> **TASK ITEM**: Please go line by line and repeat the data below exactly, with no images.

> **SOURCE RECORDS**:
:::::
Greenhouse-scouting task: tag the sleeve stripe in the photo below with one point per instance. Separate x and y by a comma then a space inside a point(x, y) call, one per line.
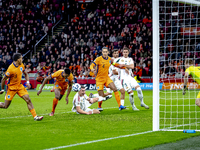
point(94, 63)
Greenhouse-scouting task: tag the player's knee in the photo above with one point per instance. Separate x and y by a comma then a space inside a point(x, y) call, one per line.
point(122, 91)
point(197, 102)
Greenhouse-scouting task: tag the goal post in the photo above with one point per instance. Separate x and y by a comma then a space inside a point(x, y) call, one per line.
point(176, 37)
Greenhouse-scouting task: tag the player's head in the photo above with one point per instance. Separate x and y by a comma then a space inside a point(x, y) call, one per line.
point(115, 53)
point(66, 73)
point(188, 63)
point(105, 52)
point(17, 58)
point(82, 91)
point(125, 52)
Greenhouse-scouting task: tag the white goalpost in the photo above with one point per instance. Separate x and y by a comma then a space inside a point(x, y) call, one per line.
point(176, 37)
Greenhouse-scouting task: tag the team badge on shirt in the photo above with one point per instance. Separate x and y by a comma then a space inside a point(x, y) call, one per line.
point(21, 69)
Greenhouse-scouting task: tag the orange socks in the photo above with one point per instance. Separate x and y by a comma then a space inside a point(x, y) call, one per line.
point(117, 97)
point(55, 102)
point(99, 104)
point(33, 112)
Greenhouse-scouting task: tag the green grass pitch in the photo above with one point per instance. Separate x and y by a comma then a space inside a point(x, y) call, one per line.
point(18, 130)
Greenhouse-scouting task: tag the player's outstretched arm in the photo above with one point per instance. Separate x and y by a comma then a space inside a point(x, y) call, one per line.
point(3, 84)
point(68, 92)
point(27, 80)
point(43, 83)
point(185, 82)
point(80, 111)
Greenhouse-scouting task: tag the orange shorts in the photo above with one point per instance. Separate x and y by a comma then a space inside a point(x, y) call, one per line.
point(100, 84)
point(21, 91)
point(62, 88)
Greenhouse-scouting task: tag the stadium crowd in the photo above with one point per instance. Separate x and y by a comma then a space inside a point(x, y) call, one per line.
point(115, 24)
point(22, 24)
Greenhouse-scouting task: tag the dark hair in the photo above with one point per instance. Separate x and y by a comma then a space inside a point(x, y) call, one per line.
point(16, 56)
point(83, 86)
point(104, 48)
point(67, 71)
point(115, 50)
point(189, 61)
point(126, 49)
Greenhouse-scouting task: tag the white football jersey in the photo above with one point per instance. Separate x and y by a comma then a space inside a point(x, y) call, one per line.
point(110, 71)
point(121, 72)
point(80, 101)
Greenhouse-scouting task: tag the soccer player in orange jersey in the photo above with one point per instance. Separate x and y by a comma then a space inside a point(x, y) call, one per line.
point(14, 86)
point(103, 63)
point(64, 78)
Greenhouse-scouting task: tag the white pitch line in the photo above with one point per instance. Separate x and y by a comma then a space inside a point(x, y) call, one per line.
point(100, 140)
point(48, 113)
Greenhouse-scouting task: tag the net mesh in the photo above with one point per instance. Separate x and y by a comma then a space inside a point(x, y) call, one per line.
point(179, 32)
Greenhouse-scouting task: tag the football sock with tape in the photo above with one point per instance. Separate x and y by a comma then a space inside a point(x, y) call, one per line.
point(117, 97)
point(99, 104)
point(33, 112)
point(140, 95)
point(55, 102)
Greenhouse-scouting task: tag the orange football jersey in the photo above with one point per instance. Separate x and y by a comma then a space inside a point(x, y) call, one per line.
point(102, 65)
point(60, 79)
point(14, 73)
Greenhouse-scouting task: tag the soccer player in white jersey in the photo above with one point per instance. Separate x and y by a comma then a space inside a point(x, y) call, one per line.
point(127, 80)
point(113, 74)
point(81, 102)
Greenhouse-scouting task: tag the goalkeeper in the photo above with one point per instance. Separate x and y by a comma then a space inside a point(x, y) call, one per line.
point(195, 73)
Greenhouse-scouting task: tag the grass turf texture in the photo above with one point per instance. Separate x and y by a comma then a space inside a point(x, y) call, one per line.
point(67, 128)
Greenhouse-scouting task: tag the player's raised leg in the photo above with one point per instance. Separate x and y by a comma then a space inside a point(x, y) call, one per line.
point(117, 97)
point(31, 108)
point(140, 95)
point(55, 100)
point(5, 105)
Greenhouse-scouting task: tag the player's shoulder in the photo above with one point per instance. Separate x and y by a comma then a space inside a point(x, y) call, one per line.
point(118, 59)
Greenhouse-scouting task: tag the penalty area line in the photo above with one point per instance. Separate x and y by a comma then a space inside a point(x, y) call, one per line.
point(100, 140)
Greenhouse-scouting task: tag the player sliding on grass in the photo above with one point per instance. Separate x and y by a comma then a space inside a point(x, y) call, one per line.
point(195, 73)
point(103, 63)
point(113, 74)
point(64, 78)
point(128, 82)
point(81, 102)
point(14, 86)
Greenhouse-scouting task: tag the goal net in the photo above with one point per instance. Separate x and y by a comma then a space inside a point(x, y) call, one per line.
point(179, 39)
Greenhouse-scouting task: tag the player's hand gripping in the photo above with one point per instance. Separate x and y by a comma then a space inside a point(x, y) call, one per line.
point(28, 85)
point(89, 113)
point(38, 93)
point(67, 100)
point(2, 91)
point(184, 90)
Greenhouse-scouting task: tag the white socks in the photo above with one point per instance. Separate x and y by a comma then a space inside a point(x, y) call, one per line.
point(122, 102)
point(101, 99)
point(131, 99)
point(140, 95)
point(95, 95)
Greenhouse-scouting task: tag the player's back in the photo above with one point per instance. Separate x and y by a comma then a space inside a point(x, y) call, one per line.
point(60, 78)
point(102, 67)
point(194, 72)
point(126, 61)
point(14, 73)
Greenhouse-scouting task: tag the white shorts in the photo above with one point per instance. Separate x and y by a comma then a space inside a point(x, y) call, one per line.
point(87, 110)
point(117, 83)
point(129, 83)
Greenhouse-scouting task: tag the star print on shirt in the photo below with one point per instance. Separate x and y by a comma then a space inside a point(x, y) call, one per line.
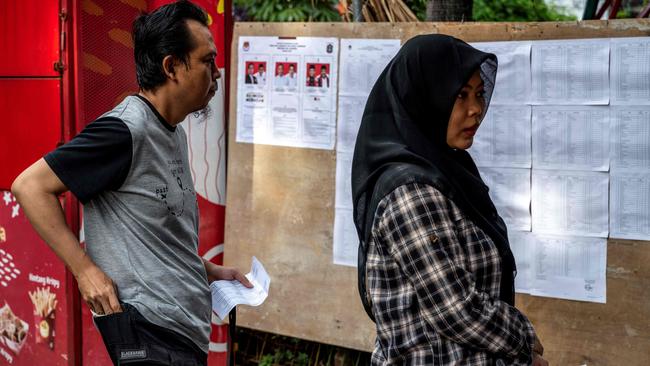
:::::
> **SOLUTION TO THIS PROBLEM**:
Greenhouse-scouting task: tag the sleeve stripe in the photo below with one point per instance. Separate x and y by a comma then a space inside a point(x, y) call, one per line.
point(94, 63)
Greenhouse-scouting task: tag the player's knee in the photo above with one point per instance. Separate x and y by a comma then a space inside a point(x, y) call, one per line.
point(122, 91)
point(197, 102)
Greenhouse-scouting task: tag the goal post in the photo above with one point per instance. Separate x and y by a comma then a space inside a point(x, y) call, one per line.
point(176, 37)
Greenhouse-scouting task: tag the player's head in the photo above with one point per instance. Separate x and y by a comma then a space inside a point(x, y) call, one per line.
point(115, 53)
point(66, 73)
point(188, 63)
point(105, 52)
point(17, 58)
point(82, 91)
point(125, 52)
Greenhouse-scouting task: tag the white goalpost in the photo above with one point per instance. Separate x and y by a comma then a space inside a point(x, y) call, one per line.
point(176, 37)
Greenhouse-scouting task: tag the team badge on shirt in the photo above with one point per instance. Separate x and y by a comma then a space inside a point(x, y) call, one per line.
point(21, 69)
Greenhouse-scouting task: tag the orange socks in the photo above with one point per instance. Separate x and y by a comma then a space inside a point(x, y) call, one per line.
point(117, 97)
point(55, 102)
point(99, 104)
point(33, 112)
Greenhouse-scouting task: tag the green grass pitch in the photo above with one point per instance. Separate x and y by a comma then a space inside a point(x, y) call, one per line.
point(18, 130)
Greenhouse-scouting task: tag the player's outstretched arm in the photo above with one point per instance. Separate x and y by a comma then a space inside a point(x, y) call, one per line.
point(3, 84)
point(68, 92)
point(27, 80)
point(43, 83)
point(185, 82)
point(80, 111)
Greenhouse-scouting task: tag the orange shorts in the photo above with one point per instance. Separate x and y by a comma then a space inside a point(x, y) call, one per line.
point(100, 84)
point(21, 91)
point(62, 88)
Greenhouse-scouting task: tag the stadium crowd in the photo above with one point per instance. Separate x and y by a comma then a space inside a point(x, y) call, one per line.
point(115, 24)
point(22, 24)
Greenhouse-scouting task: tag the dark hair in the photo above with one point per instance. Separate x and y by a comma then a space inside a point(x, y) call, one per line.
point(16, 56)
point(83, 86)
point(104, 48)
point(67, 71)
point(115, 50)
point(189, 61)
point(126, 49)
Greenhouse-scouting task: tag the white football jersey in the photo above with one point per instance. Separate x and y by a comma then a space inside a point(x, y) call, one per line.
point(110, 71)
point(121, 72)
point(80, 101)
Greenhouse-scouting task: tag the soccer player in orange jersey in the photo above with one point per instance. Separate x and y by a comma then a space inside a point(x, y) call, one per line.
point(14, 86)
point(103, 63)
point(64, 78)
Greenhouse-scouting task: tag the white pitch line in the photo above with one point per instance. Separate x and y by a comma then a space inside a point(x, y) call, one per line.
point(100, 140)
point(48, 113)
Greenhouse-scouting task: tag the net mesh in the photo above with one point per instance. Separate x and y by a comma then a space inside a point(x, y) call, one per line.
point(179, 32)
Greenhouse-scouting task: tag the football sock with tape in the photo above with one point per instance. Separate x and y by a comma then a space inside a point(x, y) call, one per line.
point(117, 97)
point(99, 104)
point(33, 112)
point(140, 95)
point(55, 102)
Greenhouse-scouting task: tag the orange football jersey in the photo above with one point per instance. Separate x and y by a comma then a space inside a point(x, y) call, one per line.
point(102, 65)
point(60, 79)
point(14, 73)
Greenhouse-scouting task: tag the soccer player in white jersey in the photo above with one point per instance. Separate x and y by a comma then a space inside a point(x, y) call, one per line.
point(127, 80)
point(113, 74)
point(81, 102)
Greenhouse-scouting task: tag the goalkeeper in the photo above with one point per instance. Separate x and y by a comma then a space inside a point(x, y) call, one per line.
point(195, 73)
Greenhouse-scouting task: tag the grass turf texture in the photo above with one point per instance. Separate x and y by a comma then a space inside a point(x, y) call, one per line.
point(67, 128)
Greenhouse-scouting task: tag the player's raised leg in the photo above with one point per instance. Separate x and y by a comma then a space inside a point(x, y) call, one per line.
point(117, 97)
point(31, 108)
point(140, 95)
point(55, 100)
point(5, 105)
Greenhouse-scouting task: tag the player's shoulder in the photo above with one point per instance. Separate x and y by a comma then a space inside a point(x, y) call, one per line.
point(118, 59)
Greenhouse-scouting task: tag the penalty area line in the photo above with one point per instance. Separate x and y by a comma then a space inside a point(x, y) call, one per line.
point(100, 140)
Greenhouse-scouting task: tag the player sliding on grass in the photo above with one point per instance. Separate x and y by a comma then a space inside a point(x, y) call, one per line.
point(195, 73)
point(103, 63)
point(113, 74)
point(64, 78)
point(128, 82)
point(81, 102)
point(14, 86)
Greenhouse-scouting task: tag the goal net in the photo above with one point per instance. Separate x and y by a comma then a space inside a point(x, y) call, one per line.
point(179, 39)
Greenhouse-scouting task: tag the player's hand gripping in the photo above with one point per instance. Separate x and y by a comma then a space inside a point(x, y) call, one per line.
point(28, 85)
point(89, 113)
point(38, 93)
point(67, 100)
point(2, 91)
point(184, 90)
Greenhouse-scouting task: tag the white socks in the photo above with one point per instance. Separate x and y by a comma then a space inside a point(x, y) call, one per line.
point(122, 102)
point(101, 99)
point(131, 99)
point(140, 95)
point(95, 95)
Greenhouse-scouting task: tag the player's back in the photo above with one point per instance. Separate x and y by a comma then a space inside a point(x, y) call, one per line.
point(60, 78)
point(102, 67)
point(194, 72)
point(126, 61)
point(14, 73)
Greenhouse-scouting task: tag the white shorts in the photo above with one point per instance. Separate x and y by a comma then a space inside a point(x, y) call, one per line.
point(87, 110)
point(117, 83)
point(129, 83)
Greenhouse-scouting task: tag the star print on shirt in the photo below with one point per instance. Separate x and y by a comma then a space inside a point(x, y) call, one per line.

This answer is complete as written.